■ Available data:
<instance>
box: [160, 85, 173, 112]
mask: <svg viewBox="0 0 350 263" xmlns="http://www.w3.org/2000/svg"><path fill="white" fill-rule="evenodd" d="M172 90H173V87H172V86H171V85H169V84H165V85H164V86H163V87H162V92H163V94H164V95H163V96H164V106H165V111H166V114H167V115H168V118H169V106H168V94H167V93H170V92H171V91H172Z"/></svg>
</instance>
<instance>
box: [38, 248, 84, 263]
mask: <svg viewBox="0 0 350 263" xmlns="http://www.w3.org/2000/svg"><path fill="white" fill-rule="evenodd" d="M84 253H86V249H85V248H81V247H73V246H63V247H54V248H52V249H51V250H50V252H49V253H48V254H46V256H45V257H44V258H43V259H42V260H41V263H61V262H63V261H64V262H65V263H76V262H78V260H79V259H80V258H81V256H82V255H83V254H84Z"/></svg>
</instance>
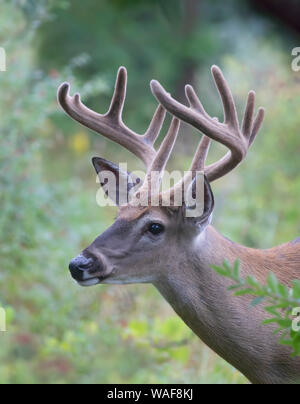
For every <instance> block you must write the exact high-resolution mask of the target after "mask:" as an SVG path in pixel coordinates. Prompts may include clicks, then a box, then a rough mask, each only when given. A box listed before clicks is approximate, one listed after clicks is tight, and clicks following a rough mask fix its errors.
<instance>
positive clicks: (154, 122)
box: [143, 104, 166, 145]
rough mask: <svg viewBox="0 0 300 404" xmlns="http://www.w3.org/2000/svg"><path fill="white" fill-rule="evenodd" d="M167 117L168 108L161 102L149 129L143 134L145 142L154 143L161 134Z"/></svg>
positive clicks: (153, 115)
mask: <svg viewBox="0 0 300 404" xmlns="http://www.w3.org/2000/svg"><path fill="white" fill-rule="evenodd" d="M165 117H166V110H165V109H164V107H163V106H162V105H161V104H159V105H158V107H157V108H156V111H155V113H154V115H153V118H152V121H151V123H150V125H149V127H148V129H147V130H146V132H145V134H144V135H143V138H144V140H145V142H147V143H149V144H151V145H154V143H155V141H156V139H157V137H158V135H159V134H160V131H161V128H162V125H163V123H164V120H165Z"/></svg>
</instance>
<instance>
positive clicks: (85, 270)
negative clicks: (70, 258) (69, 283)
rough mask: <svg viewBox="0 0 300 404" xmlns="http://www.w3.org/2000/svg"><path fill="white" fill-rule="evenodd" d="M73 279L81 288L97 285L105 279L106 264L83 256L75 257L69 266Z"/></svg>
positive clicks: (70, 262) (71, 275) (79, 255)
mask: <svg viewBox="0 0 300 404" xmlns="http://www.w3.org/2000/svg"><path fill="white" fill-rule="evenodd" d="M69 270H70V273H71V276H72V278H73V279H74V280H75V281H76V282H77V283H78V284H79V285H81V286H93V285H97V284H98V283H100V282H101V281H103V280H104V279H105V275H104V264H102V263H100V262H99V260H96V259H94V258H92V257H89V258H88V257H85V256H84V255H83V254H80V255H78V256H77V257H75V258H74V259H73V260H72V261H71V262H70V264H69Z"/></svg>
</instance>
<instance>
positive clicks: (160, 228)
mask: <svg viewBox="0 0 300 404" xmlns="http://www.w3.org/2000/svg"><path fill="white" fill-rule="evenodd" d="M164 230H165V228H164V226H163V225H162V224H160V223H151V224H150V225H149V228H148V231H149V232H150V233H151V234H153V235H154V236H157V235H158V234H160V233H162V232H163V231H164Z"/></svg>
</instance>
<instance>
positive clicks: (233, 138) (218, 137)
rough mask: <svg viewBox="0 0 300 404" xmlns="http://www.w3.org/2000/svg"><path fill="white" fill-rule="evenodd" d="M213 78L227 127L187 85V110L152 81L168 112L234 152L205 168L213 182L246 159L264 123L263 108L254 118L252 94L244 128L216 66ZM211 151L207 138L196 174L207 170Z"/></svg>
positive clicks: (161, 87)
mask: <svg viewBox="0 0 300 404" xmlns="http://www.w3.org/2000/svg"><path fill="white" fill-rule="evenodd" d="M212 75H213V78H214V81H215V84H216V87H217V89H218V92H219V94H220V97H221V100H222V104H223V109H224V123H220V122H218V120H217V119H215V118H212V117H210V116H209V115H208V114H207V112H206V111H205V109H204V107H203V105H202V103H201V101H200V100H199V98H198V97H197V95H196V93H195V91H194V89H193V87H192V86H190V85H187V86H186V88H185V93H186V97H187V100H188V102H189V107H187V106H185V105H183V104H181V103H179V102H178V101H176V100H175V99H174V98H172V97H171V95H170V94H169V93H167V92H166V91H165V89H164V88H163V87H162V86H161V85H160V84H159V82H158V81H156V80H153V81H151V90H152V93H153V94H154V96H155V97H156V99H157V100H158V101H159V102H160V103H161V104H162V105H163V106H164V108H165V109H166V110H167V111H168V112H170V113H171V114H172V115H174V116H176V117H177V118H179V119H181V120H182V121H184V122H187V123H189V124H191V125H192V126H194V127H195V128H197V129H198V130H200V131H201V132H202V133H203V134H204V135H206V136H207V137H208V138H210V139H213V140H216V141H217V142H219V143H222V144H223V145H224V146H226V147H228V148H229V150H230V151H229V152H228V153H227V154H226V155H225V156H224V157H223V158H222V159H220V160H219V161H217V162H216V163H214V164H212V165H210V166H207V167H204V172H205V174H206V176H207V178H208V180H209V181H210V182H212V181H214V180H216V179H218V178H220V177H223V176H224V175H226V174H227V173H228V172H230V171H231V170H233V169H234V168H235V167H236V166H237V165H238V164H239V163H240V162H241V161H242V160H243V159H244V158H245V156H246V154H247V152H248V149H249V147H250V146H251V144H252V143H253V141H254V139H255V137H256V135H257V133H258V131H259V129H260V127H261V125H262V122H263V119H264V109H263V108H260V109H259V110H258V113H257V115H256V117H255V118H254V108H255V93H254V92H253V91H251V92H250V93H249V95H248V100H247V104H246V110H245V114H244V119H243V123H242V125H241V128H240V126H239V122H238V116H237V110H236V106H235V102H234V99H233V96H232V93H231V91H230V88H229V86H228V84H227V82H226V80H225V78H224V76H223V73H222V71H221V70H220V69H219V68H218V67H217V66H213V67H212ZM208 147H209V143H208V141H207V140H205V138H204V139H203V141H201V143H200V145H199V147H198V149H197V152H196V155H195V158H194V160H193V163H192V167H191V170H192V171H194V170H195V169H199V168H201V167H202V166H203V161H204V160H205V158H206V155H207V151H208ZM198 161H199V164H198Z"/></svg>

■ About this task:
Output all the data, exactly, without images.

■ Your response:
<instance>
box: [160, 85, 173, 112]
mask: <svg viewBox="0 0 350 263" xmlns="http://www.w3.org/2000/svg"><path fill="white" fill-rule="evenodd" d="M172 90H173V87H172V86H171V85H169V84H165V85H164V86H163V87H162V92H163V94H164V95H163V96H164V106H165V111H166V114H167V115H168V118H169V106H168V94H167V93H170V92H171V91H172Z"/></svg>
</instance>
<instance>
box: [38, 248, 84, 263]
mask: <svg viewBox="0 0 350 263" xmlns="http://www.w3.org/2000/svg"><path fill="white" fill-rule="evenodd" d="M84 253H86V249H85V248H81V247H73V246H63V247H54V248H52V249H51V250H50V252H49V253H48V254H46V256H45V257H44V258H43V259H42V260H41V263H61V262H63V261H64V262H65V263H76V262H78V260H79V259H80V258H81V256H82V255H83V254H84Z"/></svg>
</instance>
For every <instance> block you must write the exact high-resolution mask of the target after "mask:" as an SVG path in pixel coordinates. Prompts may include clicks, then a box, then a rough mask, each only when given. A box listed before clicks is approximate, one listed after clicks is tight, and clicks following a rough mask fix its errors.
<instance>
positive clicks: (154, 122)
box: [143, 104, 166, 145]
rough mask: <svg viewBox="0 0 300 404" xmlns="http://www.w3.org/2000/svg"><path fill="white" fill-rule="evenodd" d="M167 117L168 108L161 102L149 129L143 134L145 142L154 143L161 134Z"/></svg>
positive clicks: (153, 115)
mask: <svg viewBox="0 0 300 404" xmlns="http://www.w3.org/2000/svg"><path fill="white" fill-rule="evenodd" d="M165 117H166V110H165V109H164V107H163V106H162V105H161V104H159V105H158V107H157V108H156V111H155V113H154V115H153V118H152V121H151V123H150V125H149V127H148V129H147V130H146V132H145V134H144V135H143V138H144V140H145V142H147V143H149V144H151V145H154V143H155V141H156V139H157V137H158V135H159V134H160V131H161V128H162V125H163V123H164V120H165Z"/></svg>
</instance>
<instance>
positive clicks: (85, 270)
negative clicks: (70, 258) (69, 283)
rough mask: <svg viewBox="0 0 300 404" xmlns="http://www.w3.org/2000/svg"><path fill="white" fill-rule="evenodd" d="M73 279L81 288L97 285L105 279L106 264L83 256L75 257L69 266Z"/></svg>
positive clicks: (70, 262) (71, 275) (79, 255)
mask: <svg viewBox="0 0 300 404" xmlns="http://www.w3.org/2000/svg"><path fill="white" fill-rule="evenodd" d="M69 270H70V273H71V276H72V278H73V279H74V280H75V281H76V282H77V283H78V284H79V285H81V286H93V285H97V284H98V283H100V282H101V281H103V280H104V279H105V275H104V264H102V263H100V262H99V260H96V259H94V258H92V257H89V258H88V257H85V256H84V255H83V254H80V255H78V256H77V257H75V258H74V259H73V260H72V261H71V262H70V264H69Z"/></svg>
</instance>
<instance>
positive clicks: (160, 228)
mask: <svg viewBox="0 0 300 404" xmlns="http://www.w3.org/2000/svg"><path fill="white" fill-rule="evenodd" d="M164 230H165V228H164V226H163V225H162V224H160V223H151V224H150V225H149V228H148V231H149V232H150V233H151V234H153V235H154V236H157V235H158V234H160V233H162V232H163V231H164Z"/></svg>
</instance>
<instance>
positive clicks: (233, 138) (218, 137)
rough mask: <svg viewBox="0 0 300 404" xmlns="http://www.w3.org/2000/svg"><path fill="white" fill-rule="evenodd" d="M213 78L227 127L187 85V110L152 81L168 112L234 152L205 168L213 182L246 159L264 123L263 108L254 118L252 94L244 128L216 66ZM211 151L207 138L196 174L207 170Z"/></svg>
positive clicks: (161, 87)
mask: <svg viewBox="0 0 300 404" xmlns="http://www.w3.org/2000/svg"><path fill="white" fill-rule="evenodd" d="M212 75H213V78H214V81H215V84H216V87H217V89H218V92H219V94H220V97H221V100H222V104H223V109H224V123H220V122H218V120H217V119H215V118H212V117H210V116H209V115H208V114H207V112H206V111H205V109H204V107H203V105H202V103H201V101H200V100H199V98H198V97H197V95H196V93H195V91H194V89H193V87H192V86H190V85H187V86H186V88H185V93H186V97H187V100H188V102H189V107H187V106H185V105H183V104H181V103H179V102H178V101H176V100H175V99H174V98H172V97H171V95H170V94H169V93H167V92H166V91H165V89H164V88H163V87H162V86H161V85H160V84H159V82H158V81H156V80H153V81H151V90H152V93H153V94H154V96H155V97H156V99H157V100H158V101H159V102H160V103H161V104H162V105H163V106H164V108H165V109H166V110H167V111H168V112H170V113H171V114H172V115H174V116H176V117H177V118H179V119H181V120H182V121H184V122H187V123H189V124H191V125H192V126H194V127H195V128H197V129H198V130H200V131H201V132H202V133H203V134H204V135H206V136H207V137H208V138H210V139H213V140H216V141H217V142H219V143H222V144H223V145H224V146H226V147H228V148H229V150H230V151H229V152H228V153H227V154H226V155H225V156H224V157H223V158H222V159H220V160H219V161H217V162H216V163H214V164H212V165H210V166H207V167H204V172H205V174H206V176H207V178H208V180H209V181H210V182H212V181H214V180H216V179H218V178H220V177H223V176H224V175H226V174H227V173H228V172H230V171H231V170H233V169H234V168H235V167H236V166H237V165H238V164H239V163H240V162H241V161H242V160H243V159H244V158H245V156H246V154H247V152H248V149H249V147H250V146H251V144H252V143H253V141H254V139H255V137H256V135H257V133H258V131H259V129H260V127H261V125H262V122H263V119H264V109H263V108H260V109H259V110H258V113H257V115H256V117H255V118H254V108H255V93H254V92H253V91H251V92H250V93H249V95H248V100H247V104H246V110H245V114H244V119H243V123H242V125H241V128H240V126H239V122H238V116H237V110H236V106H235V102H234V99H233V96H232V93H231V91H230V88H229V86H228V84H227V82H226V80H225V78H224V76H223V73H222V71H221V70H220V69H219V68H218V67H217V66H213V67H212ZM208 147H209V143H208V141H207V140H205V138H204V139H203V141H201V143H200V145H199V147H198V149H197V152H196V155H195V158H194V160H193V163H192V167H191V170H192V171H194V170H195V169H199V168H201V167H202V166H203V161H204V160H205V158H206V155H207V151H208ZM198 161H199V164H198Z"/></svg>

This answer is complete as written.